— start of LISTING —

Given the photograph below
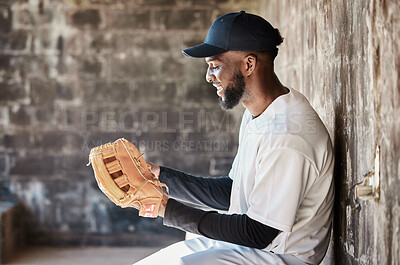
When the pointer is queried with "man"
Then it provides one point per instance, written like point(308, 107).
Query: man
point(275, 207)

— end of LISTING —

§ **WHAT TO DO**:
Reproduce the records with "photograph" changed to "image" and nothing else altered. Omit the pictures.

§ **SOLUTION FOR THIS TASK**:
Given the image below
When the pointer is queried with "man"
Then it provides one point per instance, written like point(308, 107).
Query: man
point(275, 207)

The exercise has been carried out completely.